_TASK SET_
1) In the customer service post, translate the sentence "Sometimes meeting expectations is a perfect experience." into Spanish.
2) According to the customer service post, who originated the idea of "Managing the Moment"?
3) Write the next part of the customer service post, picking up after its final sentence.

_DOCUMENT EXTRACT_
*****

Meeting Expectations Versus Managing Hope

GUEST POST from Shep Hyken

At a recent customer service presentation, the speaker who preceded me said that we must do better than simply meeting our customers’ expectations, and he shared some stories of truly amazing service experiences. Then it was my turn to speak. I didn’t want to contradict him, but I needed the audience to understand that it is impossible to go above and beyond with customers at every interaction. Sometimes meeting expectations is a perfect experience.

In my customer service keynote speeches, I talk about ‘Managing the Moment’. The idea comes from Jan Carlson, and if you’ve been following me, you will recognize this concept. Every interaction customers have with you or your company gives them the opportunity to form an impression. Understanding this simple idea is a good start to developing and/or maintaining your customer service and CX strategy.

I believe you must manage expectations, and if you are even the tiniest bit above average in doing what customers expect, your customers will love you, give you high ratings, and refer you to their colleagues and friends. The key to being successful with this idea is to be consistent. You want customers to say things like, “They always are knowledgeable,” or “They are always so helpful.” The word always followed by something positive, typically an expectation is what you’re going for.

Shep Hyken Expectations Cartoon

So back to the idea of just meeting expectations. Some people confuse expectations with hope. Here’s what I mean by this. If I call someone for help and leave a message, I expect them to call me back, and I hope they will return the call sooner rather than later.

*****

_DATA SUPPLIED_
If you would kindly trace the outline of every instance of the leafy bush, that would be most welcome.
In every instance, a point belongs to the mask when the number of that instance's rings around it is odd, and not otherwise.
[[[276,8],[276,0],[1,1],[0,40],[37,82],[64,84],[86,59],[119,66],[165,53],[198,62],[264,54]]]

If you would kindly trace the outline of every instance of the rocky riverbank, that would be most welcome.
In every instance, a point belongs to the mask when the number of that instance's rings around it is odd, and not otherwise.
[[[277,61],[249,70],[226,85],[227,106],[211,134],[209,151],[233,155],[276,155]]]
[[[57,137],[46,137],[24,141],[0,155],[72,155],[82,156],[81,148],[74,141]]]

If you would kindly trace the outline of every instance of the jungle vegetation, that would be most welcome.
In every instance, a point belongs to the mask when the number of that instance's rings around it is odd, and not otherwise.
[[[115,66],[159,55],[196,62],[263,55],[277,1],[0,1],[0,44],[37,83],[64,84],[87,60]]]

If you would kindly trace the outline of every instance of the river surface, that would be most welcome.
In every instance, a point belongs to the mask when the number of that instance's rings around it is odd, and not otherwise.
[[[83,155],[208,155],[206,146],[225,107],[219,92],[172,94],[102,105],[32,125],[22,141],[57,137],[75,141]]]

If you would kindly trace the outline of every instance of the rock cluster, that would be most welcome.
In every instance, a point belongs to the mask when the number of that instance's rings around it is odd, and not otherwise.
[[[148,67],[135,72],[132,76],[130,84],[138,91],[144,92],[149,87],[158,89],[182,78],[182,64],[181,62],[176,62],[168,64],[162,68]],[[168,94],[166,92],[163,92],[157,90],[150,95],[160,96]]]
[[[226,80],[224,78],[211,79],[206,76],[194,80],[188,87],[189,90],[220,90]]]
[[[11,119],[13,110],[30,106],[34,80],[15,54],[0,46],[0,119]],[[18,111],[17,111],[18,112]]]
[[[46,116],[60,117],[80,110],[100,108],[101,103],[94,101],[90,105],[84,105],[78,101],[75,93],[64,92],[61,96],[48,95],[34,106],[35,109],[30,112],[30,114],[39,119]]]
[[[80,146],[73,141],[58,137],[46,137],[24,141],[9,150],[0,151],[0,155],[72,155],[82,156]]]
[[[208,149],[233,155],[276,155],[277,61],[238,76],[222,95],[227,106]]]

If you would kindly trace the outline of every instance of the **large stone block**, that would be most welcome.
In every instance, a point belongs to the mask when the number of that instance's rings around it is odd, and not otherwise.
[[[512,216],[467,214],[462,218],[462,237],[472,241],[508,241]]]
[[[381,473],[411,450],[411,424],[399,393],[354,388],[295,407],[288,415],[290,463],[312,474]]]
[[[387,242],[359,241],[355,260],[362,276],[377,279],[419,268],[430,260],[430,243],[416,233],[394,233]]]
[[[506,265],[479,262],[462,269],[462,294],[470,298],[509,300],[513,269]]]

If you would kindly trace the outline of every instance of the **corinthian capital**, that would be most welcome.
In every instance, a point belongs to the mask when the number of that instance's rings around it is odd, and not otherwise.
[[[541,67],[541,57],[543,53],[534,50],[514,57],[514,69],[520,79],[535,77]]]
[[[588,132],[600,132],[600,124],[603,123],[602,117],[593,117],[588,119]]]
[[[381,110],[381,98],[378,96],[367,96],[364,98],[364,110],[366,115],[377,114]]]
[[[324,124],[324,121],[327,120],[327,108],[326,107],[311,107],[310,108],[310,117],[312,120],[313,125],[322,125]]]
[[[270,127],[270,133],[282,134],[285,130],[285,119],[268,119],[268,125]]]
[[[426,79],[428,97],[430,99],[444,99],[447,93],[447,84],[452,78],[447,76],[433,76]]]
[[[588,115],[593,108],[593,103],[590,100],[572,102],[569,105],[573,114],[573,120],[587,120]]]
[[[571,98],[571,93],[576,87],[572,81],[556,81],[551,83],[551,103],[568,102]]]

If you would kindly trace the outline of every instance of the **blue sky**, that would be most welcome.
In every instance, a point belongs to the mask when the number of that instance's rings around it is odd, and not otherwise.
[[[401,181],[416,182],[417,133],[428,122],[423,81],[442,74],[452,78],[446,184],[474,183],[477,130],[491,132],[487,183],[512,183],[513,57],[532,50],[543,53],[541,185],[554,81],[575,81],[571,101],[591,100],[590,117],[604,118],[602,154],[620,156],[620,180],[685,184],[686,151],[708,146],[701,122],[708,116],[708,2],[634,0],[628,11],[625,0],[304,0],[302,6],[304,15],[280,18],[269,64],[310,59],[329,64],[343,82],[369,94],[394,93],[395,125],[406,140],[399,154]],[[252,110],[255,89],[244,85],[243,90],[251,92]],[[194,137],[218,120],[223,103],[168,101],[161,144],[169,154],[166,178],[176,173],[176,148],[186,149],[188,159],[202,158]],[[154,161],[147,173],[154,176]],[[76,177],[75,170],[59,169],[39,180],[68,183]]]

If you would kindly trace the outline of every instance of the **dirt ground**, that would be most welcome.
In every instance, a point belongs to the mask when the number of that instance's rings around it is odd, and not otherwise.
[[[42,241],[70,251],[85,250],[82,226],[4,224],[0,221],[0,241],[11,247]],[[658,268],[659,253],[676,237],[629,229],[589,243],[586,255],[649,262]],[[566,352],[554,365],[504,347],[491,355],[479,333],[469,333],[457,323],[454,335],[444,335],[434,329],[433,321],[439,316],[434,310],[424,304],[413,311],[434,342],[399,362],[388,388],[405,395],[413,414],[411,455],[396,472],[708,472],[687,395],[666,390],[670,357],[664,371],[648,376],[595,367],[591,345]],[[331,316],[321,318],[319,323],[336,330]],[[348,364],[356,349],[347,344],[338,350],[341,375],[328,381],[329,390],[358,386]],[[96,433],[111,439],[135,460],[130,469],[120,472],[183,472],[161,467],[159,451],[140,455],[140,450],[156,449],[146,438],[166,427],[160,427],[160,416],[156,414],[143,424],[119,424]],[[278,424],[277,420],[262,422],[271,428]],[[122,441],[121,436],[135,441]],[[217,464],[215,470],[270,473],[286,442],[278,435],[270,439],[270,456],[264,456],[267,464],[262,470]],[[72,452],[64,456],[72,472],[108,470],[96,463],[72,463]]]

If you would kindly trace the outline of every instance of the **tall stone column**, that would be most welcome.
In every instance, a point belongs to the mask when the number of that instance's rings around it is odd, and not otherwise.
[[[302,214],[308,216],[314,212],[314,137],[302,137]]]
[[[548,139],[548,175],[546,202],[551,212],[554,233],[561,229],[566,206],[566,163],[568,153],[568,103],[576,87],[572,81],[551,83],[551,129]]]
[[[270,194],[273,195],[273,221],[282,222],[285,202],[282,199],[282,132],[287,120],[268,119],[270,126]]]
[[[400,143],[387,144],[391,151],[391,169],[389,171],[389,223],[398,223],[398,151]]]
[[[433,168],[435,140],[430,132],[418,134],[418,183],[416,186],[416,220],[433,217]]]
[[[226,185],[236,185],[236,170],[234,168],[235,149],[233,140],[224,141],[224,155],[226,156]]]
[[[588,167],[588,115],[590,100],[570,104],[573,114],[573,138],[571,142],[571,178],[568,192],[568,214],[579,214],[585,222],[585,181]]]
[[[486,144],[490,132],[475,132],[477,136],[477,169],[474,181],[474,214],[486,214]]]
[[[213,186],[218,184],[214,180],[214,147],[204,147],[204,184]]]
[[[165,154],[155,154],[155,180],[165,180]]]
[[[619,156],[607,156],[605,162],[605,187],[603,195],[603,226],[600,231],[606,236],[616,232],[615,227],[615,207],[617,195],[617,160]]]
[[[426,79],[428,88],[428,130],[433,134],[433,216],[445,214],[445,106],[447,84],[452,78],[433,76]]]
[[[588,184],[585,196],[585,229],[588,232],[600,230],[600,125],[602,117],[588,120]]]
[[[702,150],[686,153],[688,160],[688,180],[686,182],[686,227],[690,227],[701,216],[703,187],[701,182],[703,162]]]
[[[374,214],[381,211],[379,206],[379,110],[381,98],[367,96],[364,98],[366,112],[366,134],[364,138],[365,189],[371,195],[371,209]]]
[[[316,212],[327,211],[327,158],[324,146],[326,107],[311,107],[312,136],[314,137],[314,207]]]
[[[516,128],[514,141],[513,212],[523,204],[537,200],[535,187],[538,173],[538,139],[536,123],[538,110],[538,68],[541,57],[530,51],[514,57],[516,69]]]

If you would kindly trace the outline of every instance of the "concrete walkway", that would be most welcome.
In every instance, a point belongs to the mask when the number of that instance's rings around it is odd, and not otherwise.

*****

_ANSWERS TO THE EXERCISES_
1) A veces, cumplir con las expectativas es una experiencia perfecta.

2) Jan Carlson

3)
Let’s say I’m called back within an hour. I’m pleasantly surprised because the person met my expectation of the callback and did it in the timeframe I hoped they would – maybe even a little sooner.

Most customers won’t analyze the experience quite this way, but it is exactly what they want – or hope for. They will, however, notice that the call was returned quickly and may say, “Thanks for calling me back so quickly.” The returned call was expected. The comment about “quickly” indicates their expectations were met or slightly exceeded. And if you do that every time, the customer will use the always when they talk about you and describe the experience by saying, “They always call me back quickly.”

Let’s flip this around. I believe most customers hope for a great experience, but not necessarily an over-the-top or above-and-beyond experience. And based on their typical experience with service laggards, they, unfortunately, don’t have high expectations. So, whenever you meet or just ever so slightly exceed what your customers hope for, you’ve created a positive experience that gets them to say, “I’ll be back!”